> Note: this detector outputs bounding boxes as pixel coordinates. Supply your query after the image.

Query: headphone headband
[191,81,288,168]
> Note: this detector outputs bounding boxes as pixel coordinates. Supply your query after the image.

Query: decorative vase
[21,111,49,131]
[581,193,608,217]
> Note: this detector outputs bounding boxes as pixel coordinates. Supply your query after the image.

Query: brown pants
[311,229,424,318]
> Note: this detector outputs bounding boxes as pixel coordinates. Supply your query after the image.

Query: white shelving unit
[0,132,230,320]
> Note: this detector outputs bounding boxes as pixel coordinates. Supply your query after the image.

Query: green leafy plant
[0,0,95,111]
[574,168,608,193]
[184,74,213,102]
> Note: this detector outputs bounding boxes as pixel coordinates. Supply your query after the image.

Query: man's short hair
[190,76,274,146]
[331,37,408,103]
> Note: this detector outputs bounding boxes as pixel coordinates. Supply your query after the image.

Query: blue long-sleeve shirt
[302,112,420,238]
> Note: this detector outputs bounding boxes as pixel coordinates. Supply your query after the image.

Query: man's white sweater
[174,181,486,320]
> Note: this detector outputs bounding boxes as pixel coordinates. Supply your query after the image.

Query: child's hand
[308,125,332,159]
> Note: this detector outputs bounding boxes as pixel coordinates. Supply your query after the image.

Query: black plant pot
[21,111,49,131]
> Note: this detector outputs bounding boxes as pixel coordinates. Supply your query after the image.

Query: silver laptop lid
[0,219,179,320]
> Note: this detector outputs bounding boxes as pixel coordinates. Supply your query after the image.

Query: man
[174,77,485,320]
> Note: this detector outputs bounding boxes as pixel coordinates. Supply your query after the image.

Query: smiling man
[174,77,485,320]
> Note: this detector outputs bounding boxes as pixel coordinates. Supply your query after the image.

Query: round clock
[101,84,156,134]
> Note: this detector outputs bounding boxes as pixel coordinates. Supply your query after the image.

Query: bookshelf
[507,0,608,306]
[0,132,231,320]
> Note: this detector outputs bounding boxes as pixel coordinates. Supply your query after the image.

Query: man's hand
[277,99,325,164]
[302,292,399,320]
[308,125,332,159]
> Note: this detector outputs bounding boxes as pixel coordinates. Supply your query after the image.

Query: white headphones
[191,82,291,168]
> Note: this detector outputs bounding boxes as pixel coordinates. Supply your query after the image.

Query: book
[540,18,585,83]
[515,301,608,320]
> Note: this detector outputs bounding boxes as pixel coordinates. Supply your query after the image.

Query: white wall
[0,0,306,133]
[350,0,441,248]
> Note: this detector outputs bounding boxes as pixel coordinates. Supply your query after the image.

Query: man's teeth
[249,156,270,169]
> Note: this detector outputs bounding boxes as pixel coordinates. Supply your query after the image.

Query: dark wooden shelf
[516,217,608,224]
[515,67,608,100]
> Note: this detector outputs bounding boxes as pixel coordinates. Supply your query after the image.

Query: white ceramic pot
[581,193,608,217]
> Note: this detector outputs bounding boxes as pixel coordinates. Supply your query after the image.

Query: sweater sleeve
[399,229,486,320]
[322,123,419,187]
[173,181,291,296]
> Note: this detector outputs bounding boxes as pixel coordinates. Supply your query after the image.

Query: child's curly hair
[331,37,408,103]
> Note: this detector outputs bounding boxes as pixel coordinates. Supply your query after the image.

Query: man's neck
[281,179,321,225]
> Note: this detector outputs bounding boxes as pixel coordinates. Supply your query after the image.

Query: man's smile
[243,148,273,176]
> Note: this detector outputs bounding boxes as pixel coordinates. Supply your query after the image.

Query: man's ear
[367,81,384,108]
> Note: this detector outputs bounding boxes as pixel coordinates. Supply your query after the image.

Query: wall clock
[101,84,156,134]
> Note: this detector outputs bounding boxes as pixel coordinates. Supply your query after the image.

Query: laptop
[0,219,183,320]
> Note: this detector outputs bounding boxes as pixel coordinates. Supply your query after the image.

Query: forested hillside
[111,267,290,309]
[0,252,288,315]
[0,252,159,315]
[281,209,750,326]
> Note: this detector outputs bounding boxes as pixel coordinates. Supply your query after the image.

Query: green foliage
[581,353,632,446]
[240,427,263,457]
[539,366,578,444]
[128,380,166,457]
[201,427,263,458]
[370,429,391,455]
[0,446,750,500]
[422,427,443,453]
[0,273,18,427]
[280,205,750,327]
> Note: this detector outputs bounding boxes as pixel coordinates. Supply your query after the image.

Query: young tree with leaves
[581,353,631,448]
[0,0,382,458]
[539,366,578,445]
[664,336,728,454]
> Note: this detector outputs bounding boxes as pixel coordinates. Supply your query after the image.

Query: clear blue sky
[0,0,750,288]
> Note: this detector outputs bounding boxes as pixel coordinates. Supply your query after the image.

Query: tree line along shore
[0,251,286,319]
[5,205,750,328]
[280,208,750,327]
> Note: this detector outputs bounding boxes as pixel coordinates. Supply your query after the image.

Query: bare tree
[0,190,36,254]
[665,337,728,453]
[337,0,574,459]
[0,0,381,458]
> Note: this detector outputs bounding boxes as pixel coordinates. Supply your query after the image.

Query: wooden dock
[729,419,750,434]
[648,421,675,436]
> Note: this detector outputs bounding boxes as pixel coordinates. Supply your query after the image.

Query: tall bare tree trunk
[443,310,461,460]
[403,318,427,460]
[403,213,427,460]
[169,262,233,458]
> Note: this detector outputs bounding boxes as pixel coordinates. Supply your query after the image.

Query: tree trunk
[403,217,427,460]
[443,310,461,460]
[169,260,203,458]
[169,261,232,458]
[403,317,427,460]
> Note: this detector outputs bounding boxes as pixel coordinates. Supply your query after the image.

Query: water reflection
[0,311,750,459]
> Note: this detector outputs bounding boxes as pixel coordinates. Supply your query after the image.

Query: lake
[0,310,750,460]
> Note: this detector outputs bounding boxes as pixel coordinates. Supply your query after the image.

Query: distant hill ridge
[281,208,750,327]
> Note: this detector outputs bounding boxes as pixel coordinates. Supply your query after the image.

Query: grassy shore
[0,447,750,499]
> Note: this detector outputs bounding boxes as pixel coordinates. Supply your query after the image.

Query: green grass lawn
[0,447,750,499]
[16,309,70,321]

============

- TASK PROMPT
Recast every line of the records above as a Markdown table with two columns, "Row" for a running number and "Line" for the line itself. Leave out blank lines.

- WORKED ANSWER
| Row | Line |
|---|---|
| 1 | > Note: this detector outputs bounding boxes as pixel coordinates. Supply your query after the image. |
| 2 | Query: headphone headband |
| 3 | [191,81,288,168] |
| 4 | > Note: this detector outputs bounding boxes as pixel coordinates. Supply your query after the image. |
| 5 | Query: decorative vase |
| 6 | [21,111,49,131] |
| 7 | [581,193,608,217] |
| 8 | > Note: this detector outputs bounding boxes as pixel coordinates. Supply your query after the image. |
| 9 | Query: brown pants |
| 10 | [311,229,424,318] |
| 11 | > Note: this detector outputs bounding boxes as pixel coordinates. Supply your query after the image. |
| 12 | Query: white shelving unit |
| 13 | [0,132,230,320] |
| 14 | > Note: this detector outputs bounding boxes as pixel coordinates. Supply your query after the image. |
| 15 | Query: green leafy plant |
| 16 | [0,0,95,111] |
| 17 | [574,168,608,193] |
| 18 | [184,74,213,102] |
| 19 | > Note: this detector outputs bounding boxes as pixel coordinates. Supply your query after the image. |
| 20 | Query: man's short hair |
| 21 | [190,76,274,146] |
| 22 | [331,37,408,103] |
| 23 | > Note: this detector outputs bounding boxes as pixel coordinates. Supply your query after the image. |
| 24 | Query: blue long-sleeve shirt |
| 25 | [302,112,420,238] |
| 26 | > Note: this detector outputs bounding boxes as pixel coordinates. Supply your query after the image. |
| 27 | Query: man's white sweater |
| 28 | [174,181,486,320] |
| 29 | > Note: this detector outputs bounding boxes as pixel coordinates. Supply your query after the image. |
| 30 | Query: child's hand |
| 31 | [308,125,332,159] |
| 32 | > Note: this detector outputs bounding boxes as pixel coordinates. Supply your query after the image. |
| 33 | Query: black plant pot |
| 34 | [21,111,49,131] |
| 35 | > Note: this detector outputs bounding boxes as pixel coordinates. Supply your query after the image. |
| 36 | Query: silver laptop lid |
| 37 | [0,219,179,320] |
| 38 | > Note: this detector outputs bounding boxes as pixel coordinates. Supply your query after the image. |
| 39 | Query: man |
| 40 | [174,77,485,320] |
| 41 | > Note: this detector outputs bounding boxes as pixel coordinates. Supply your query after the image. |
| 42 | Query: smiling man |
| 43 | [174,77,485,320] |
| 44 | > Note: this detector outputs bounding boxes as pixel coordinates. Supply your query after the image. |
| 45 | Query: round clock |
| 46 | [101,84,156,134] |
| 47 | > Note: this detector outputs bounding boxes as pixel coordinates. Supply your query after the image. |
| 48 | Query: bookshelf |
| 49 | [507,0,608,306] |
| 50 | [0,132,231,320] |
| 51 | > Note: this detector outputs bounding boxes as pixel coordinates. Supply your query after the image. |
| 52 | Query: man's hand |
| 53 | [277,99,325,164] |
| 54 | [302,292,399,320] |
| 55 | [308,125,332,159] |
| 56 | > Note: this detector outputs bounding boxes as pixel coordinates. Supply your query after the image. |
| 57 | Query: white headphones |
| 58 | [191,82,291,168] |
| 59 | > Note: this detector outputs bounding boxes as pixel coordinates. Supply your query after the image. |
| 60 | Query: book |
| 61 | [540,18,585,83] |
| 62 | [515,301,608,320] |
| 63 | > Note: this detector outputs bounding boxes as pixel coordinates. Supply your query after the image. |
| 64 | Query: white wall |
| 65 | [0,0,306,133] |
| 66 | [350,0,441,248] |
| 67 | > Note: this detector outputs bounding boxes as pixel coordinates. Supply your query after the image. |
| 68 | Query: man's teeth |
| 69 | [249,156,270,169] |
| 70 | > Note: this detector outputs bounding boxes as pixel coordinates. Supply your query after the image. |
| 71 | Query: dark wooden shelf |
| 72 | [516,217,608,224] |
| 73 | [515,67,608,100] |
| 74 | > Note: this detector outputs bounding boxes as pixel coordinates. Supply your query after the image. |
| 75 | Query: white ceramic pot |
| 76 | [581,193,608,217] |
| 77 | > Note: this detector outputs bounding boxes as pixel coordinates. Supply your query after the image. |
| 78 | Query: sweater sleeve |
| 79 | [399,229,486,320] |
| 80 | [322,123,419,187] |
| 81 | [173,181,291,296] |
| 82 | > Note: this detector outputs bounding boxes as pixel coordinates. Supply your query after the image. |
| 83 | Query: child's curly hair |
| 84 | [331,37,408,103] |
| 85 | > Note: this detector outputs bounding boxes as pixel coordinates. Supply your query after the image. |
| 86 | Query: man's neck |
| 87 | [281,179,321,225] |
| 88 | > Note: this detector outputs bounding boxes as pixel coordinates. Supply your query after the image. |
| 89 | Query: man's smile |
| 90 | [243,148,273,176] |
| 91 | > Note: this detector outputs bounding boxes as pixel coordinates. Supply your query after the image. |
| 92 | Query: man's ear |
| 93 | [367,81,384,108] |
| 94 | > Note: this detector outputs bounding boxes as pixel coordinates. Supply your query after the image. |
| 95 | Query: wall clock |
| 96 | [101,84,156,134] |
| 97 | > Note: this detector outputs bounding boxes as pixel coordinates. Supply your query after the image. |
| 98 | Query: laptop |
| 99 | [0,219,183,320] |
| 100 | > Note: this detector outputs bounding boxes as pixel coordinates. Supply your query after the image. |
| 101 | Query: forested hillside |
| 102 | [111,267,290,309] |
| 103 | [0,252,288,315] |
| 104 | [0,252,159,315] |
| 105 | [281,209,750,326] |
| 106 | > Note: this detector outputs bounding boxes as pixel coordinates. Supply your query after the image. |
| 107 | Query: green foliage |
| 108 | [581,353,632,446] |
| 109 | [240,427,263,457] |
| 110 | [539,366,578,444] |
| 111 | [128,380,166,457] |
| 112 | [201,427,263,458] |
| 113 | [370,429,391,455] |
| 114 | [0,446,750,500] |
| 115 | [422,427,443,453] |
| 116 | [0,273,18,427] |
| 117 | [280,205,750,327] |
| 118 | > Note: this detector outputs bounding boxes as pixel coordinates. Supply your query after the image. |
| 119 | Query: young tree with leaves |
| 120 | [581,353,631,448] |
| 121 | [0,0,382,458] |
| 122 | [539,366,578,445] |
| 123 | [664,336,728,454] |
| 124 | > Note: this detector outputs bounding boxes as pixel coordinates. Supply your query after the image. |
| 125 | Query: clear blue sky |
| 126 | [0,0,750,288] |
| 127 | > Note: this detector outputs bounding boxes as pixel coordinates. Supply your query after the image. |
| 128 | Query: tree line along shore |
| 129 | [0,251,286,319] |
| 130 | [5,205,750,328] |
| 131 | [280,208,750,327] |
| 132 | > Note: this detector outputs bounding boxes as pixel coordinates. Supply your query after the image. |
| 133 | Query: bare tree |
| 134 | [0,190,36,254] |
| 135 | [665,337,728,453] |
| 136 | [337,0,574,459] |
| 137 | [0,0,381,458] |
| 138 | > Note: this detector outputs bounding boxes as pixel coordinates. Supply your query after the image. |
| 139 | Query: wooden dock |
| 140 | [729,419,750,434] |
| 141 | [648,421,675,436] |
| 142 | > Note: this detector outputs bounding boxes as pixel coordinates. Supply your query after the image. |
| 143 | Query: tall bare tree trunk |
| 144 | [443,310,461,460] |
| 145 | [403,318,427,460] |
| 146 | [403,213,427,460] |
| 147 | [169,262,233,458] |
| 148 | > Note: this detector outputs bounding boxes as pixel coordinates. Supply your query after the image. |
| 149 | Query: tree trunk |
| 150 | [403,217,427,460] |
| 151 | [443,310,461,460] |
| 152 | [169,260,203,458] |
| 153 | [169,261,232,458] |
| 154 | [403,317,427,460] |
| 155 | > Note: this detector outputs bounding boxes as pixel coordinates. Supply your query after the image. |
| 156 | Query: water reflection |
| 157 | [0,311,750,459] |
| 158 | > Note: this detector outputs bounding boxes as pixel coordinates. Supply your query after the image. |
| 159 | Query: lake |
| 160 | [0,310,750,460] |
| 161 | > Note: this detector outputs bounding boxes as pixel coordinates. Supply your query after the image. |
| 162 | Query: distant hill ridge |
| 163 | [281,208,750,327] |
| 164 | > Note: this detector outputs bounding boxes as pixel coordinates. Supply your query after the image. |
| 165 | Query: grassy shore |
| 166 | [0,447,750,499] |
| 167 | > Note: this detector outputs bounding boxes as pixel coordinates. Supply your query after the image. |
| 168 | Query: green grass lawn |
| 169 | [0,447,750,499] |
| 170 | [16,309,70,321] |